Dienstverleners willen graag aan de klantwens voldoen. Ze willen laten zien dat ze het probleem begrijpen, ervaring hebben en kunnen leveren wat de klant vraagt. Maar dat is niet altijd de effectiefste manier om dienstverlening te verkopen. Deze blog begint daarom lekker paradoxaal: offreer vooral níet wat de klant vraagt, maar wat hij nodig heeft.
Adviseurs gaan de dialoog over betere oplossingsopties soms liever uit de weg. Vaak weten ze al snel wat het probleem van de klant is en laten ze merken dat ze er een passende oplossing voor hebben. Deze “klant-heeft-een-probleem-en-de-dienstverlener-heeft-een-oplossing”-situatie leidt er regelmatig toe dat er vroegtijdig een oplossing wordt gepitcht of – nog erger – dat er al een offerte wordt geschreven. En dat terwijl er nauwelijks een serieuze verkenning van het probleem of de achterliggende vragen heeft plaatsgevonden binnen de groep stakeholders bij de klant.
Het gevolg is dat de waarde van de oplossing niet goed aansluit bij de manier waarop die stakeholders het probleem én de gewenste oplossing ervaren. Bovendien ontbreekt vaak ieder zicht op – en grip op – het besluitvormingsproces.

## VERZAMELD MATERIAAL

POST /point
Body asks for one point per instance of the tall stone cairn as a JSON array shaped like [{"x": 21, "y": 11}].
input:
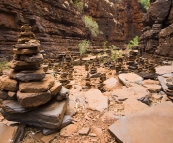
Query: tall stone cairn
[{"x": 27, "y": 87}]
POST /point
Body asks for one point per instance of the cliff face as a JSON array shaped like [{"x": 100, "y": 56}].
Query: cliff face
[
  {"x": 157, "y": 36},
  {"x": 59, "y": 26}
]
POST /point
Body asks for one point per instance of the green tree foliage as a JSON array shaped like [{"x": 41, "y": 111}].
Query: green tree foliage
[
  {"x": 83, "y": 47},
  {"x": 91, "y": 24},
  {"x": 133, "y": 42},
  {"x": 79, "y": 5},
  {"x": 145, "y": 3}
]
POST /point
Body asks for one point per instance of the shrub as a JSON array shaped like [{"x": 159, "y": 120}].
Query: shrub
[
  {"x": 145, "y": 3},
  {"x": 91, "y": 24},
  {"x": 133, "y": 42},
  {"x": 115, "y": 53},
  {"x": 83, "y": 47}
]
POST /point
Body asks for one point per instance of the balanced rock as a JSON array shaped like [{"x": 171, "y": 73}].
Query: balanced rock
[
  {"x": 34, "y": 50},
  {"x": 12, "y": 106},
  {"x": 22, "y": 65},
  {"x": 152, "y": 125},
  {"x": 8, "y": 84},
  {"x": 55, "y": 89},
  {"x": 39, "y": 86},
  {"x": 49, "y": 116},
  {"x": 11, "y": 133},
  {"x": 28, "y": 100},
  {"x": 4, "y": 95},
  {"x": 29, "y": 75},
  {"x": 32, "y": 58}
]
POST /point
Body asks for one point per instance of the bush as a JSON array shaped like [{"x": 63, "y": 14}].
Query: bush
[
  {"x": 79, "y": 5},
  {"x": 115, "y": 53},
  {"x": 133, "y": 42},
  {"x": 83, "y": 47},
  {"x": 91, "y": 24},
  {"x": 145, "y": 3}
]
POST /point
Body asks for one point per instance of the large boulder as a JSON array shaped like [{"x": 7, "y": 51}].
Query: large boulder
[
  {"x": 96, "y": 100},
  {"x": 158, "y": 11},
  {"x": 39, "y": 86},
  {"x": 49, "y": 116},
  {"x": 29, "y": 100},
  {"x": 152, "y": 125},
  {"x": 30, "y": 75}
]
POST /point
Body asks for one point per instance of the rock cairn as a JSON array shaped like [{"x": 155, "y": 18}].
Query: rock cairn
[{"x": 30, "y": 94}]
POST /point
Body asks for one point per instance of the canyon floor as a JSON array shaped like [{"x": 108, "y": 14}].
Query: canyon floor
[{"x": 92, "y": 117}]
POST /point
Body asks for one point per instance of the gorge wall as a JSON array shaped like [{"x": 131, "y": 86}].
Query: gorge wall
[
  {"x": 59, "y": 26},
  {"x": 157, "y": 36}
]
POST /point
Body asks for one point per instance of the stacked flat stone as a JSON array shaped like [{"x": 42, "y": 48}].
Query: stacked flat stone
[
  {"x": 28, "y": 87},
  {"x": 132, "y": 60}
]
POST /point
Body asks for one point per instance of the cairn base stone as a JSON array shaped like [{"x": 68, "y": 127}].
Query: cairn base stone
[
  {"x": 55, "y": 89},
  {"x": 29, "y": 100},
  {"x": 36, "y": 87},
  {"x": 30, "y": 75},
  {"x": 26, "y": 51},
  {"x": 12, "y": 107},
  {"x": 32, "y": 58},
  {"x": 21, "y": 65},
  {"x": 49, "y": 116}
]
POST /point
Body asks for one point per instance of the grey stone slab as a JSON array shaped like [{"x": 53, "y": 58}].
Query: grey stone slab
[{"x": 49, "y": 116}]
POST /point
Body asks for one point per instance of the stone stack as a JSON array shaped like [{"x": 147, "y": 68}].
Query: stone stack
[
  {"x": 67, "y": 71},
  {"x": 30, "y": 94},
  {"x": 132, "y": 64}
]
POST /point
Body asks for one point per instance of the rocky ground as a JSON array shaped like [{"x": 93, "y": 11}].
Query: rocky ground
[{"x": 94, "y": 112}]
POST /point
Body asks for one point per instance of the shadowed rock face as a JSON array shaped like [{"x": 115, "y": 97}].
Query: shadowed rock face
[
  {"x": 59, "y": 26},
  {"x": 158, "y": 34}
]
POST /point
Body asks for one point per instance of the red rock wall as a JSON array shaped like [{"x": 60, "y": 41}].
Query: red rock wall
[
  {"x": 157, "y": 36},
  {"x": 58, "y": 25}
]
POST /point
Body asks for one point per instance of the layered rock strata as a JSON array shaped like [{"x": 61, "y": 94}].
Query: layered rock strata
[
  {"x": 29, "y": 93},
  {"x": 59, "y": 25},
  {"x": 157, "y": 34}
]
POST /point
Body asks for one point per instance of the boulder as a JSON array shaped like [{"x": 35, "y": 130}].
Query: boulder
[
  {"x": 29, "y": 100},
  {"x": 110, "y": 83},
  {"x": 68, "y": 130},
  {"x": 4, "y": 95},
  {"x": 163, "y": 70},
  {"x": 96, "y": 100},
  {"x": 133, "y": 105},
  {"x": 39, "y": 86},
  {"x": 152, "y": 125},
  {"x": 66, "y": 121},
  {"x": 12, "y": 106},
  {"x": 49, "y": 116},
  {"x": 11, "y": 133},
  {"x": 158, "y": 11},
  {"x": 153, "y": 87},
  {"x": 128, "y": 78},
  {"x": 32, "y": 58},
  {"x": 30, "y": 75},
  {"x": 8, "y": 84},
  {"x": 26, "y": 51},
  {"x": 63, "y": 94},
  {"x": 55, "y": 89},
  {"x": 137, "y": 91},
  {"x": 22, "y": 65}
]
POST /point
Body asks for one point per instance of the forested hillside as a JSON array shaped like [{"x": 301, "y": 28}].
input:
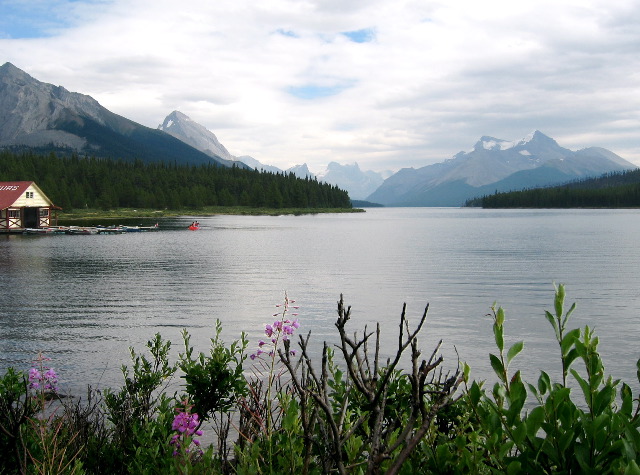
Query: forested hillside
[
  {"x": 75, "y": 182},
  {"x": 613, "y": 190}
]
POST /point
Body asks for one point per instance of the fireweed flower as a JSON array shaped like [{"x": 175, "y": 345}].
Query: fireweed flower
[
  {"x": 186, "y": 426},
  {"x": 280, "y": 330},
  {"x": 41, "y": 377}
]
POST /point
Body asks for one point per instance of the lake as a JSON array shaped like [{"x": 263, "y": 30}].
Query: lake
[{"x": 83, "y": 300}]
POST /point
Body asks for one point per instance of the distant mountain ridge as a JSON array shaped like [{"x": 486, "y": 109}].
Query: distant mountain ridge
[
  {"x": 359, "y": 184},
  {"x": 495, "y": 165},
  {"x": 39, "y": 115}
]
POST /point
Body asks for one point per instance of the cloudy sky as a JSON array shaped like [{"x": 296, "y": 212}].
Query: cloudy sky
[{"x": 384, "y": 83}]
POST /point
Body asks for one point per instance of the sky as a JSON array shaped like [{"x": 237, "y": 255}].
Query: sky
[{"x": 387, "y": 84}]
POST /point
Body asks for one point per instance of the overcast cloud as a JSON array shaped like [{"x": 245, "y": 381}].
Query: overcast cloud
[{"x": 385, "y": 83}]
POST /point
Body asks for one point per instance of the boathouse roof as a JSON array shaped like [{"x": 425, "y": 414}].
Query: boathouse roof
[{"x": 11, "y": 191}]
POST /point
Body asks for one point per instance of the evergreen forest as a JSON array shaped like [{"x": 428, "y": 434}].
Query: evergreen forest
[
  {"x": 76, "y": 182},
  {"x": 612, "y": 190}
]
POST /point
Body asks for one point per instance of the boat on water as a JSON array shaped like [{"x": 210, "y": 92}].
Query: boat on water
[
  {"x": 137, "y": 229},
  {"x": 90, "y": 229}
]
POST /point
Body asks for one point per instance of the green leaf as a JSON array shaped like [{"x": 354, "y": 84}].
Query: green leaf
[
  {"x": 586, "y": 390},
  {"x": 534, "y": 421},
  {"x": 551, "y": 319},
  {"x": 568, "y": 340},
  {"x": 632, "y": 468},
  {"x": 571, "y": 357},
  {"x": 515, "y": 349},
  {"x": 498, "y": 333},
  {"x": 568, "y": 314},
  {"x": 497, "y": 366},
  {"x": 544, "y": 383}
]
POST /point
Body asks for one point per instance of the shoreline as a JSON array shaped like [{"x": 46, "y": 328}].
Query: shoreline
[{"x": 129, "y": 213}]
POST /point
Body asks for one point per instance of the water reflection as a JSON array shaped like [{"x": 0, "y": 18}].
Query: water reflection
[{"x": 84, "y": 300}]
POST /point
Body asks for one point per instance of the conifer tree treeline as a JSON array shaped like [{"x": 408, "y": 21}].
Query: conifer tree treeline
[
  {"x": 76, "y": 182},
  {"x": 613, "y": 190}
]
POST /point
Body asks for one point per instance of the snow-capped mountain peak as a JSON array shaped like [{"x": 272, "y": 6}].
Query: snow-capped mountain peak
[{"x": 182, "y": 127}]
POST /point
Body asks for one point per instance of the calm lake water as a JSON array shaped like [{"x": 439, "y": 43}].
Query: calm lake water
[{"x": 83, "y": 300}]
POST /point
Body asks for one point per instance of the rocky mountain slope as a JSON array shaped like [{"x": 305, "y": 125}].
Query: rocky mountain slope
[
  {"x": 40, "y": 115},
  {"x": 495, "y": 165},
  {"x": 356, "y": 182}
]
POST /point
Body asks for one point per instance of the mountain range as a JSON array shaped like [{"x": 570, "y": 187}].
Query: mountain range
[
  {"x": 495, "y": 165},
  {"x": 38, "y": 115},
  {"x": 45, "y": 117},
  {"x": 358, "y": 183}
]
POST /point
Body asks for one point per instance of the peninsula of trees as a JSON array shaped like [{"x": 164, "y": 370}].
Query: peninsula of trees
[
  {"x": 612, "y": 190},
  {"x": 83, "y": 182}
]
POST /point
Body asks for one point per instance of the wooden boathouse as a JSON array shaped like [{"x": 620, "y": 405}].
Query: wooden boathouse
[{"x": 23, "y": 205}]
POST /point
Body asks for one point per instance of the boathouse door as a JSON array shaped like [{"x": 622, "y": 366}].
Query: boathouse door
[{"x": 31, "y": 218}]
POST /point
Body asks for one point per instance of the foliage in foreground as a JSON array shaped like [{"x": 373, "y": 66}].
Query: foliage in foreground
[{"x": 275, "y": 410}]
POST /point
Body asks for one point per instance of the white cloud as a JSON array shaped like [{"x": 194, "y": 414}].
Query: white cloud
[{"x": 279, "y": 79}]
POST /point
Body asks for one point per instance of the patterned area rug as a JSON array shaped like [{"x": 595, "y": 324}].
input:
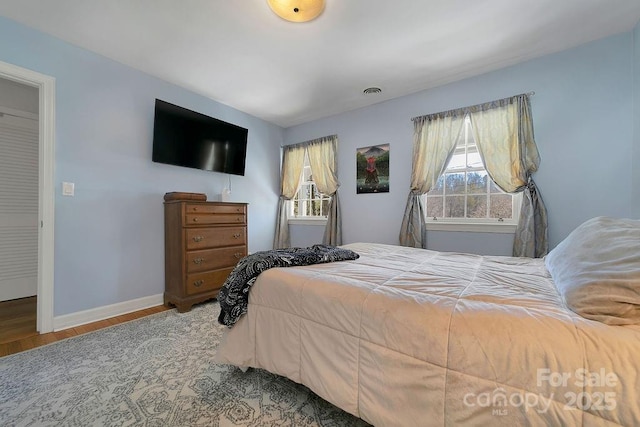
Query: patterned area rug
[{"x": 155, "y": 371}]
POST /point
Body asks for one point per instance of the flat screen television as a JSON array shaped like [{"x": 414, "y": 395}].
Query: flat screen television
[{"x": 186, "y": 138}]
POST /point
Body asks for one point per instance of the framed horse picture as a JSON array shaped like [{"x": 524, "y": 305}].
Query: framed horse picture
[{"x": 372, "y": 169}]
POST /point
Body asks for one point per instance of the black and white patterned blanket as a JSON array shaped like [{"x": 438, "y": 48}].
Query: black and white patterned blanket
[{"x": 234, "y": 295}]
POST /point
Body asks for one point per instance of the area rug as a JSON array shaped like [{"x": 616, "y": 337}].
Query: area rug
[{"x": 155, "y": 371}]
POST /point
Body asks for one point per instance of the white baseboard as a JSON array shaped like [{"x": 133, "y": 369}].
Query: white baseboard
[{"x": 67, "y": 321}]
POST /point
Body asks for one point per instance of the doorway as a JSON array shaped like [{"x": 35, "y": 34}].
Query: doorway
[{"x": 44, "y": 124}]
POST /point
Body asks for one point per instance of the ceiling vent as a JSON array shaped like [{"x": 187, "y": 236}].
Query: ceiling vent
[{"x": 371, "y": 90}]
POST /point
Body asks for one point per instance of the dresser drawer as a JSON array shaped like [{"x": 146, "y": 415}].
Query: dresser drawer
[
  {"x": 202, "y": 238},
  {"x": 200, "y": 208},
  {"x": 198, "y": 219},
  {"x": 209, "y": 281},
  {"x": 211, "y": 259}
]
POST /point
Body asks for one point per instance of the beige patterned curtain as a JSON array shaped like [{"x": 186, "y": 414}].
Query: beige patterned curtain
[
  {"x": 503, "y": 131},
  {"x": 434, "y": 140},
  {"x": 322, "y": 159},
  {"x": 292, "y": 164}
]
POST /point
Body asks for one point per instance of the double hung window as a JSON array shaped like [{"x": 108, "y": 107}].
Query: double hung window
[{"x": 465, "y": 194}]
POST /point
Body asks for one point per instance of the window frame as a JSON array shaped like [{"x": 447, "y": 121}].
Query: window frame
[
  {"x": 313, "y": 189},
  {"x": 464, "y": 224}
]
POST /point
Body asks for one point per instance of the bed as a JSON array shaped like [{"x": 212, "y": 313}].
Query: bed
[{"x": 406, "y": 337}]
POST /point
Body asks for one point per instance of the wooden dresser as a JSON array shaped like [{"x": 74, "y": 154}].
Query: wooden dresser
[{"x": 203, "y": 242}]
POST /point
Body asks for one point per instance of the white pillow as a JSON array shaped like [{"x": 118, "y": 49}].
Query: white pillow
[{"x": 597, "y": 270}]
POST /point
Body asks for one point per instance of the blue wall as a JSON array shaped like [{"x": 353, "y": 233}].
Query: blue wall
[
  {"x": 636, "y": 127},
  {"x": 583, "y": 121},
  {"x": 109, "y": 238}
]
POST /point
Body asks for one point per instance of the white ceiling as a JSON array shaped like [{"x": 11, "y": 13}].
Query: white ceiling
[{"x": 239, "y": 53}]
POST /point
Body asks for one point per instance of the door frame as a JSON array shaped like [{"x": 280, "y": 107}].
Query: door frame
[{"x": 46, "y": 193}]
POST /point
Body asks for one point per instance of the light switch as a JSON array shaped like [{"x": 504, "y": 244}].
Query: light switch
[{"x": 67, "y": 188}]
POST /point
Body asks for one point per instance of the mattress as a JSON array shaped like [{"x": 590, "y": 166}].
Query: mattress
[{"x": 406, "y": 337}]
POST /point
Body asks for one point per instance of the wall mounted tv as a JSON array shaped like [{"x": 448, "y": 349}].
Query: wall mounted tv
[{"x": 183, "y": 137}]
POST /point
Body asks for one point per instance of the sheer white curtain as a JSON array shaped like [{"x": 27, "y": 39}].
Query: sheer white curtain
[
  {"x": 434, "y": 140},
  {"x": 323, "y": 162},
  {"x": 503, "y": 131},
  {"x": 292, "y": 164}
]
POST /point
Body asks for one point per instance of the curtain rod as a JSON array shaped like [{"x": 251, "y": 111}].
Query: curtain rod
[
  {"x": 310, "y": 141},
  {"x": 471, "y": 106}
]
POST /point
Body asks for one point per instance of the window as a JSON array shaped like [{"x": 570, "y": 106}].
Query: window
[
  {"x": 309, "y": 203},
  {"x": 465, "y": 194}
]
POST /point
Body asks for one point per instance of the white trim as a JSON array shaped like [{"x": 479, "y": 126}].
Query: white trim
[
  {"x": 46, "y": 90},
  {"x": 494, "y": 227},
  {"x": 18, "y": 113},
  {"x": 308, "y": 221},
  {"x": 100, "y": 313}
]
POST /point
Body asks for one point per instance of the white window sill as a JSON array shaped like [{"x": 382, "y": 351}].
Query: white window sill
[
  {"x": 484, "y": 227},
  {"x": 308, "y": 221}
]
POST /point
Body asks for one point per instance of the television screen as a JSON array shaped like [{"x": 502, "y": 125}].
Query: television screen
[{"x": 183, "y": 137}]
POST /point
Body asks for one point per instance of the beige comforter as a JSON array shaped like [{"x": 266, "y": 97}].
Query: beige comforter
[{"x": 410, "y": 337}]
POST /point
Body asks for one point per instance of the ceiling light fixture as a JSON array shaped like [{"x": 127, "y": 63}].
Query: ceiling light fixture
[{"x": 297, "y": 10}]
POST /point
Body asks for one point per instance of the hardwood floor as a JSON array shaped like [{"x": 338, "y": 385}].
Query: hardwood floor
[{"x": 18, "y": 325}]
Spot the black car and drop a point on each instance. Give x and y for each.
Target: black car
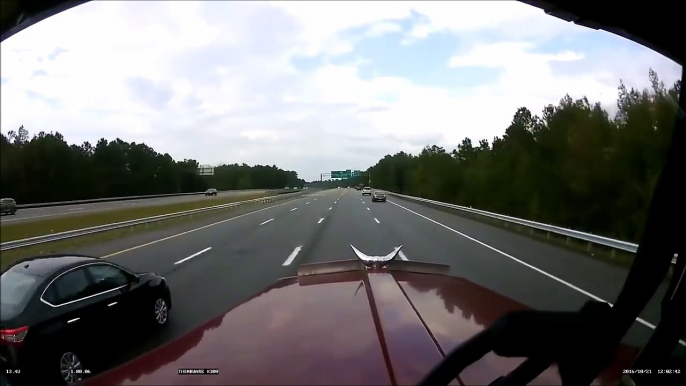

## UIT TE VOEREN OPDRACHTEN
a – Wat moet een dienstverlener volgens de tekst over het verkopen van dienstverlening offreren in plaats van wat de klant vraagt?
b – Herschrijf in de tekst over het verkopen van dienstverlening het stuk van "Dienstverleners willen graag" tot en met "hij nodig heeft.". Zet daarin "tegenstrijdig" op de plaats van "paradoxaal".
c – Vul de tekst over het verkopen van dienstverlening aan na de laatste zin die er staat.

## UITGEWERKTE ANTWOORDEN
a – Wat de klant nodig heeft.

b –
Dienstverleners willen graag aan de klantwens voldoen. Ze willen laten zien dat ze het probleem begrijpen, ervaring hebben en kunnen leveren wat de klant vraagt. Maar dat is niet altijd de effectiefste manier om dienstverlening te verkopen. Deze blog begint daarom lekker tegenstrijdig: offreer vooral níet wat de klant vraagt, maar wat hij nodig heeft.

c –
Ik doe dat zelf niet, omdat ik vind dat mijn visie op wat het beste resultaat oplevert, direct duidelijk mag zijn. Ik lever graag wat de klant nodig heeft – en dat is lang niet altijd hetzelfde als waar hij in eerste instantie om vraagt. Die benadering zorgt soms voor spanning, vooral als zowel klant als dienstverlener zich al in de ‘offerte-stand’ bevinden. Kijk maar:
‘Linksom uitdraaien? Geen probleem, wij kunnen alles.’
Een van mijn klanten werkt bij een onderzoeksbureau. De sales- en marketingmanager Roy vroeg mij om de commerciële vaardigheden van de consultants te helpen verbeteren. Het onderliggende probleem was duidelijk: de zeer klantgerichte consultants slaagden er niet in om het extra werk en de extra uren die zij maakten – om de klanttevredenheid te vergroten – ook daadwerkelijk door te berekenen aan de klant. Daardoor werd de geleverde meerwaarde niet herkend, en werden veel projecten afgesloten met verlies of slechts een minimale marge.
Omdat Roy zelf geen scherp beeld had van wat er precies misging, heb ik een aantal klantgesprekken bijgewoond. Wat ik daar hoorde en zag, leek soms wel een wedstrijdje “U vraagt en wij draaien”. Wat de klant ook vroeg – qua inhoud, rapportage, aantal uitdraaien – alles kon. Alles werd gedaan om het de klant naar de zin te maken. Er zaten allerlei mensen van verschillende afdelingen bij de klant aan tafel: marktonderzoek, marketing, sales, management. En allemaal hadden ze hun eigen ideeën en wensen. Als iemand dan vroeg: “Kan het rapport ook linksom worden uitgedraaid?” dan was het antwoord steevast: “Geen probleem, wij kunnen alles.”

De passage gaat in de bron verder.